## Start

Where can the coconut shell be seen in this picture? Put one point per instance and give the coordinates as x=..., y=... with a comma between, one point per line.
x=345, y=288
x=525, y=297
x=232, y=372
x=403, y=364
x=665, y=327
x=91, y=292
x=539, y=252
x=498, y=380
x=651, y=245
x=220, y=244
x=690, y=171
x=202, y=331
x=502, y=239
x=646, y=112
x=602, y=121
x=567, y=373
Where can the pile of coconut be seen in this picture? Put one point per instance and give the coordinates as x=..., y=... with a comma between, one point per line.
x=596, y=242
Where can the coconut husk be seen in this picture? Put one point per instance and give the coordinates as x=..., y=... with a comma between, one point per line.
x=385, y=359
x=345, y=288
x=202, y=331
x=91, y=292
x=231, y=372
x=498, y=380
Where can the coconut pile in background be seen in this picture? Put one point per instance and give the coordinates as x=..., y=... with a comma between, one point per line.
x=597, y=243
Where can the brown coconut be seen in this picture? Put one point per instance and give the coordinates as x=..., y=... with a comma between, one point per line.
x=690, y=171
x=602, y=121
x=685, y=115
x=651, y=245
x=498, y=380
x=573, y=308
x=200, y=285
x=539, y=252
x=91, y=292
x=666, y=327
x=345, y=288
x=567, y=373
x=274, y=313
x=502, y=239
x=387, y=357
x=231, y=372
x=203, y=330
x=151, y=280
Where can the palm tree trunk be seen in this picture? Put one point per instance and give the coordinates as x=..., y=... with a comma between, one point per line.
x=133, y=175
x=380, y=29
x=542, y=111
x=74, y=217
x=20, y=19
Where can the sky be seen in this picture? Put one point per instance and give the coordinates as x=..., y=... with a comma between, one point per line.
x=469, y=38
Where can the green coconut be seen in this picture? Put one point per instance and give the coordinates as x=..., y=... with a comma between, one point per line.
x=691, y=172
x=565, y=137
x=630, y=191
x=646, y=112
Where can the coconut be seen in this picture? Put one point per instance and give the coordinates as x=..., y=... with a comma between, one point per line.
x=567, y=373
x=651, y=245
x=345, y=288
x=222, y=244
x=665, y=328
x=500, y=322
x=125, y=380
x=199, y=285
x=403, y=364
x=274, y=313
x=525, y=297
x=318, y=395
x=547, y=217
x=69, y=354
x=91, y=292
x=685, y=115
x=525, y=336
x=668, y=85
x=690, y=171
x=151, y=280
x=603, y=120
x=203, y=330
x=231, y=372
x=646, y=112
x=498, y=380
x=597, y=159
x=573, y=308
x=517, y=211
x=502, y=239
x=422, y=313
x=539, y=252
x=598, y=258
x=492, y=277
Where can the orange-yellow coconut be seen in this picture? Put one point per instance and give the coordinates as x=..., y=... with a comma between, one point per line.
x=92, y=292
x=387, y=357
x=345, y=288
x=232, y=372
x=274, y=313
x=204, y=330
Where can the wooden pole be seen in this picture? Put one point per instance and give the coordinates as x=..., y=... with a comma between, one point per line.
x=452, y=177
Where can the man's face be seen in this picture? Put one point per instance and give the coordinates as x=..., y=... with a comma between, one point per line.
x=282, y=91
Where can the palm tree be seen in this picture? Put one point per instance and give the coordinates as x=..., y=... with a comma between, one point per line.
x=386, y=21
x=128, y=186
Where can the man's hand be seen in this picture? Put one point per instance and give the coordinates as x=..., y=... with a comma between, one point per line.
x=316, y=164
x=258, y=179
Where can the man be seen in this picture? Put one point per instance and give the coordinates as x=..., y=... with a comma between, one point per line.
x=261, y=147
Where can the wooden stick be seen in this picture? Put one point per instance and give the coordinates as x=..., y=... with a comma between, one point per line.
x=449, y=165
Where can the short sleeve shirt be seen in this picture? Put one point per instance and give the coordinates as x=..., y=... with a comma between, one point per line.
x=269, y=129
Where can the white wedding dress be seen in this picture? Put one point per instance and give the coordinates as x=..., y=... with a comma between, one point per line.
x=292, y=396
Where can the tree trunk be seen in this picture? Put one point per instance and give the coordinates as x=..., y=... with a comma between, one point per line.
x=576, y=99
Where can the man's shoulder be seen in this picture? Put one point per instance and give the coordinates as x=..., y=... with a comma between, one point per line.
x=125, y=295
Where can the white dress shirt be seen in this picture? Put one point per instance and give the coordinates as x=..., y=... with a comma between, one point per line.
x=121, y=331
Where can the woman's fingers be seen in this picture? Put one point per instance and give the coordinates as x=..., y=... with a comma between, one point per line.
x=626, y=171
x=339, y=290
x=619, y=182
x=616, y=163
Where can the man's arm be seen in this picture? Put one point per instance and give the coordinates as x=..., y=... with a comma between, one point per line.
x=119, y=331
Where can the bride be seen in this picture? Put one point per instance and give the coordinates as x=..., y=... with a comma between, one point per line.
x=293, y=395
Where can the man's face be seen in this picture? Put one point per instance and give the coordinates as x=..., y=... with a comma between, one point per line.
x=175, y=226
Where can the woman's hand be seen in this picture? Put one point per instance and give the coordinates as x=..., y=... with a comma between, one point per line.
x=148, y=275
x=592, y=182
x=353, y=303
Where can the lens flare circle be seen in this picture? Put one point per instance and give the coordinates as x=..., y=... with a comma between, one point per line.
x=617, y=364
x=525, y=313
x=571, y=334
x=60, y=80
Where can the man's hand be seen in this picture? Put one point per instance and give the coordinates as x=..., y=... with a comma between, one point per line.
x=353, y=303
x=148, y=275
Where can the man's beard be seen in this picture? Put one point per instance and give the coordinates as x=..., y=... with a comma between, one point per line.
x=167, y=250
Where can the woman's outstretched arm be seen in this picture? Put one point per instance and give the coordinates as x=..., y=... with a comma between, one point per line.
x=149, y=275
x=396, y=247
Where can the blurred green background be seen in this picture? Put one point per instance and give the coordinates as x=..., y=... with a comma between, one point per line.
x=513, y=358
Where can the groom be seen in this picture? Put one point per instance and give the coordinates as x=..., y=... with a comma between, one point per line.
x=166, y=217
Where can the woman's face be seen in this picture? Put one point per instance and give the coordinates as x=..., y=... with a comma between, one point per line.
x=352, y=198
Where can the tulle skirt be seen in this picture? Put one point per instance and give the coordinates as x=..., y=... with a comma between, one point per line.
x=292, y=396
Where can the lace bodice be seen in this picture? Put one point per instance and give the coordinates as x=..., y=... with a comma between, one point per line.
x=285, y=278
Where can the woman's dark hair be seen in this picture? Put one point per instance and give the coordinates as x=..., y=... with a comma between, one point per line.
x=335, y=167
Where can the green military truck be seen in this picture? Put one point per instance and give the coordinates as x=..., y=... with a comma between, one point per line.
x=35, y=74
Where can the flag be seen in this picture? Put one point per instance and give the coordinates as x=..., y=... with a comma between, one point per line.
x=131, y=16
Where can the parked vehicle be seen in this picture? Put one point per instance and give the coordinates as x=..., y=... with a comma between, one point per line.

## End

THE REQUEST: Reproduce verbatim the stretch of rows from the line containing "Where can the groom" through the final row above, including both ends.

EXERCISE OUTPUT:
Where can the groom be seen in this picture? Put one point per instance and give the coordinates as x=..., y=... with a comma between, one point per line.
x=166, y=217
Where can the woman's face be seen in this picture? Put one point per instance and give the coordinates as x=..., y=... with a comma between, one point per line.
x=352, y=198
Where can the tulle skirt be seen in this picture? Put one point per instance and give the coordinates as x=..., y=... with a comma between, one point per line.
x=292, y=396
Where can the lace bodice be seen in this picture? Put one point per instance and give the coordinates as x=..., y=... with a comma between, one point per line.
x=285, y=278
Where can the woman's dark hair be seen in this picture? Put one point per instance and give the coordinates as x=..., y=... with a comma between, one point per line.
x=335, y=167
Where can the green military truck be seen in this picture? Put one point per instance and give the coordinates as x=..., y=... with a comma between, one point per line.
x=35, y=74
Where can the flag be seen in this picture? Put one point per instance and give the coordinates as x=..., y=... with a comma between, one point per line.
x=131, y=16
Where can the parked vehicle be seen in this picture? Put one point per instance and give the coordinates as x=..., y=... with a comma between, one point per line.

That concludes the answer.